Exercise requirements
In the data below, rewrite every line in the stretch from the line containing "The component shall return one point per instance of the poster" through the end of the data. Shift each answer pixel coordinate by -9 in both values and leave every other number unchanged.

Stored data

------------------------------

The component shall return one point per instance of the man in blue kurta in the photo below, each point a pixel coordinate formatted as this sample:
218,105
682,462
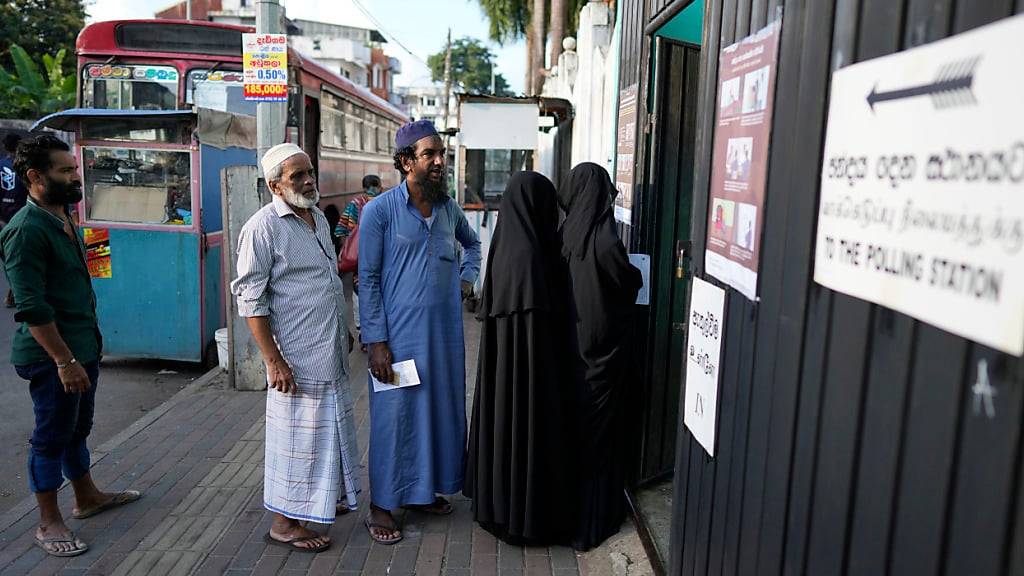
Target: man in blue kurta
410,274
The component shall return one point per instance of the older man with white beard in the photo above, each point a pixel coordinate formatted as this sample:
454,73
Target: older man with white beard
289,290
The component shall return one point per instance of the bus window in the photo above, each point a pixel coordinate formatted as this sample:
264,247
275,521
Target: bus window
219,90
161,130
132,186
129,87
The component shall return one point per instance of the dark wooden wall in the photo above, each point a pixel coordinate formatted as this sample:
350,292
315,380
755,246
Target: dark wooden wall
848,441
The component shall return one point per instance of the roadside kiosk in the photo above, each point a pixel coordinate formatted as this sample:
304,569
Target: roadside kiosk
153,222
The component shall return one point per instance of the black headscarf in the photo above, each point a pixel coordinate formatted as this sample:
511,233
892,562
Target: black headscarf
604,283
523,258
586,197
603,287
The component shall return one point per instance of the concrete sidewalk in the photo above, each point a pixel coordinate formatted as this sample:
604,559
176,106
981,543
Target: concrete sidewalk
199,460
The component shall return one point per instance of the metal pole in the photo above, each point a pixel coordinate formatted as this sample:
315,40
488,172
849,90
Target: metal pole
448,78
270,117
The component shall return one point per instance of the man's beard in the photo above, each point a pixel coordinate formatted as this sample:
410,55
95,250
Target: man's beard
61,194
434,192
299,200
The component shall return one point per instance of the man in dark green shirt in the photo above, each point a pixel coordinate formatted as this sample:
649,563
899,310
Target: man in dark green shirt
57,345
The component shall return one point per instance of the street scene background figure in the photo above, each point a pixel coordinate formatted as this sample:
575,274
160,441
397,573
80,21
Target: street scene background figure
603,290
410,277
289,290
521,470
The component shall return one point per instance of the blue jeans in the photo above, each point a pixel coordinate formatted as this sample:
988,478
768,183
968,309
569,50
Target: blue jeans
62,423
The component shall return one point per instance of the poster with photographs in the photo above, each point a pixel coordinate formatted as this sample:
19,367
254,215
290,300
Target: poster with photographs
625,151
739,165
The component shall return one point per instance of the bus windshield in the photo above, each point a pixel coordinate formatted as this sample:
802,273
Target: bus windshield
129,87
218,90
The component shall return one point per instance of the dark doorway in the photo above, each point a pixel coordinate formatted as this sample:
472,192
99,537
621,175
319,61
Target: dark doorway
310,129
666,234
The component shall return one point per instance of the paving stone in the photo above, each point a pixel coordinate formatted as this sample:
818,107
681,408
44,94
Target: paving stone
459,554
214,565
248,556
483,541
484,565
562,559
268,566
538,565
353,559
323,565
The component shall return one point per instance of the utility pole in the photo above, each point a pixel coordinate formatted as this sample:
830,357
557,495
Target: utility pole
448,78
270,117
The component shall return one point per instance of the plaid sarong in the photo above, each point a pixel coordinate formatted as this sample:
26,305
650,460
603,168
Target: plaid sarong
311,458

------------------------------

Response
The component shall return one point per instance of the poster with photographs in the photo above, each point a pixel coordinate formatted as this sample:
19,367
254,215
290,300
Target: poster with photographs
616,142
730,156
The component shall return one point per instance of the bus windshield in the photo above, each point a pixel coordinate formatted as this sample:
802,273
Target: bus windshield
120,78
209,81
The component shall return one point per instance of the dark doorway in the photo above, each point a pixel coordinate formatted as this sample:
472,192
99,537
621,175
319,61
Target: dark doorway
301,120
657,225
The component shall return one point per instance of the paving stone in the photo above, each point a pixel coordinate formatted as this sample:
818,107
681,408
44,94
Target: paving stone
450,545
205,556
239,547
474,532
475,556
553,550
259,557
529,556
344,550
314,556
The component shall return one point per instance of the utility pole in the photo above, each point a pixel coordinate formatted as this sample:
830,357
557,495
Target: utility pole
439,69
261,108
The component shall return one point per instance of the plaid sarong in the photo above, each point a pixel coordinate formatted as this sample:
26,305
650,460
603,168
Target: plaid sarong
302,449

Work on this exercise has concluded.